Point annotation records
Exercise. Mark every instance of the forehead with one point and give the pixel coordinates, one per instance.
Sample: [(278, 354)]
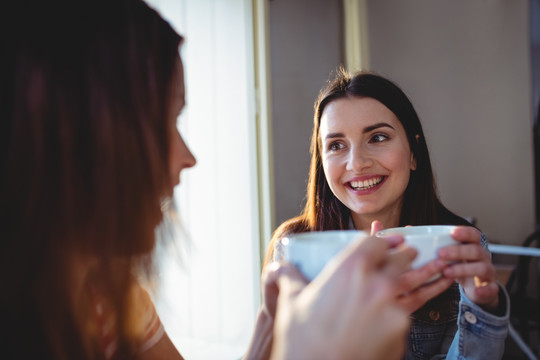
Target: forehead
[(356, 112), (178, 86)]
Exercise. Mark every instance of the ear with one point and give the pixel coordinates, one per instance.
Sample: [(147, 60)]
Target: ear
[(413, 162)]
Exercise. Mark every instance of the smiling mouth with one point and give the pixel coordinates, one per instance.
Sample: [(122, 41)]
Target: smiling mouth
[(366, 184)]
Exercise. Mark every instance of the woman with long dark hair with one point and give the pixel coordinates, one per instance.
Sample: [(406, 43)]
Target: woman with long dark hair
[(370, 168), (89, 156)]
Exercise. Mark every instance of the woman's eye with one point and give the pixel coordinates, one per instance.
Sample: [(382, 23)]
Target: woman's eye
[(378, 138), (335, 146)]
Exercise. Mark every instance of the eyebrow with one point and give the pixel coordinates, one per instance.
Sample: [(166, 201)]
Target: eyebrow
[(366, 130)]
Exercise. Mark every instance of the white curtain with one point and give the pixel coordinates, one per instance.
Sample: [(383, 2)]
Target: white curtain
[(211, 295)]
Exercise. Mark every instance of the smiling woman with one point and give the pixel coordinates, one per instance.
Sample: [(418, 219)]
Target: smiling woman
[(360, 134), (370, 167)]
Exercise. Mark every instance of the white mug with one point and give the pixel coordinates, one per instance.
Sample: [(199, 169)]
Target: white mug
[(426, 239), (311, 251)]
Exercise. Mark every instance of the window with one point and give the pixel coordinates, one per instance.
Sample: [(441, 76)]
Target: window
[(210, 300)]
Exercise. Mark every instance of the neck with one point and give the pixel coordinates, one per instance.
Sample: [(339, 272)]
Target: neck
[(388, 220)]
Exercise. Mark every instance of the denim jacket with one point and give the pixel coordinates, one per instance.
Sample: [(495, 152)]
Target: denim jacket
[(451, 326)]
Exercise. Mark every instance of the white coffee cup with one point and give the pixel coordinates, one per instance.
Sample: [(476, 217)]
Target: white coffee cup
[(311, 251), (426, 239)]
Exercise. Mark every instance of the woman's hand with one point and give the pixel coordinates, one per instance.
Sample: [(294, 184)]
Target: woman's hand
[(472, 267), (411, 291), (348, 311)]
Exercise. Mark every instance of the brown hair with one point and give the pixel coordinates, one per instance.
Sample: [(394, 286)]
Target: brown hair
[(84, 159), (323, 211)]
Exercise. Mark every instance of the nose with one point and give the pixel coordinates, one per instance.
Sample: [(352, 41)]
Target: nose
[(188, 159), (358, 159)]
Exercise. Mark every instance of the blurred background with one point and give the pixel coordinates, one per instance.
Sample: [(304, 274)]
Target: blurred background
[(253, 71)]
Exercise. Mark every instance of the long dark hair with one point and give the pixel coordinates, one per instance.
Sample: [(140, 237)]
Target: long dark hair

Your instructions. Output the full set of records above without changing a word, and drop the images.

Output for this task.
Exercise. Mark every instance of the forehead with one point and give the pixel coordinates, one per instance.
Sample: [(278, 354)]
Target: forehead
[(356, 112), (178, 86)]
Exercise. Mark every instance of the ear with one point and give the pixel coordinates, one per instance.
Sample: [(147, 60)]
Target: ear
[(413, 162)]
Exercise. Mark every instance of the smiling mouth with one point and give the pixel coordinates, one per instance.
Sample: [(122, 41)]
Target: smiling mouth
[(366, 184)]
Exercise. Mark every instance of the woman with long dark hair with one point and give the pixel coordinates, one per instance.
Sample: [(406, 43)]
Target: woman with long dark hair
[(370, 168), (89, 156)]
Exercise. Mark every instance of the woman's eye with one point and give the pixel coordinates, one per instance.
Sample: [(382, 23)]
Target: woman's eye
[(378, 138), (335, 146)]
Exercise. Mark every instance of the eyebrow with one point and give the pixel coordinates, one per instance.
Sample: [(166, 201)]
Target: eyebrow
[(366, 130)]
Exercise. Mark every instance of the white curtain with one point and give the pixel coordinates, one per instance.
Sample: [(383, 2)]
Target: white curtain
[(211, 295)]
Exercise. Mark every instance of the smiling woman with one point and give the pixel coordinates, one per instance.
Sample: [(418, 219)]
Target: smiling woman
[(360, 134), (370, 167)]
Exercise. Mark every instance of the white mug with one point and give the pixel coordinates, one per instance.
Sample: [(199, 169)]
Target: white mug
[(426, 239), (311, 251)]
Exercise. Mark every instance of the window with one point and give the pixel coordinates, one per instance.
Sample: [(441, 76)]
Target: window
[(210, 300)]
Exercise. Mark every instance of the neck with one point and give the pixel coordinates, one per instance.
Sample: [(339, 272)]
Target: neck
[(388, 220)]
Exercise. Mark every instance of the denim jacket with one point and give the pixel coordinates, one per instance.
Sample: [(495, 152)]
Target: denim jacket
[(451, 326)]
Exercise. Mark every instance of the white coffee cup with one point and give the pixel coordinates, one per instance.
Sample: [(476, 217)]
Target: white coffee cup
[(311, 251), (426, 239)]
Exercise. Mark every instance of the woman's hand with one point and give the pixel coordinates, one per instance.
Sample: [(294, 184)]
Target: woman's hand
[(472, 267), (411, 291), (348, 311)]
Exercise. Mark every instance of the brown hair with one point and give the pixel coordinates, one per instance.
Sample: [(394, 286)]
Target: brown hair
[(84, 159), (323, 211)]
Exercise. Mark every instance of the nose with one point and give the pixel coordinates, one per instance.
Sample: [(352, 41)]
Target: nose
[(188, 159), (358, 159)]
Exercise. Mark every instance of the blurred background with one point and give the pixel coordinates, one per instance.
Sample: [(304, 274)]
Target: blurred background
[(253, 71)]
Exercise. Mark every instance of the long dark hair with one point and give the pixel coordinates, one per instance.
Sample: [(140, 237)]
Target: long dark hair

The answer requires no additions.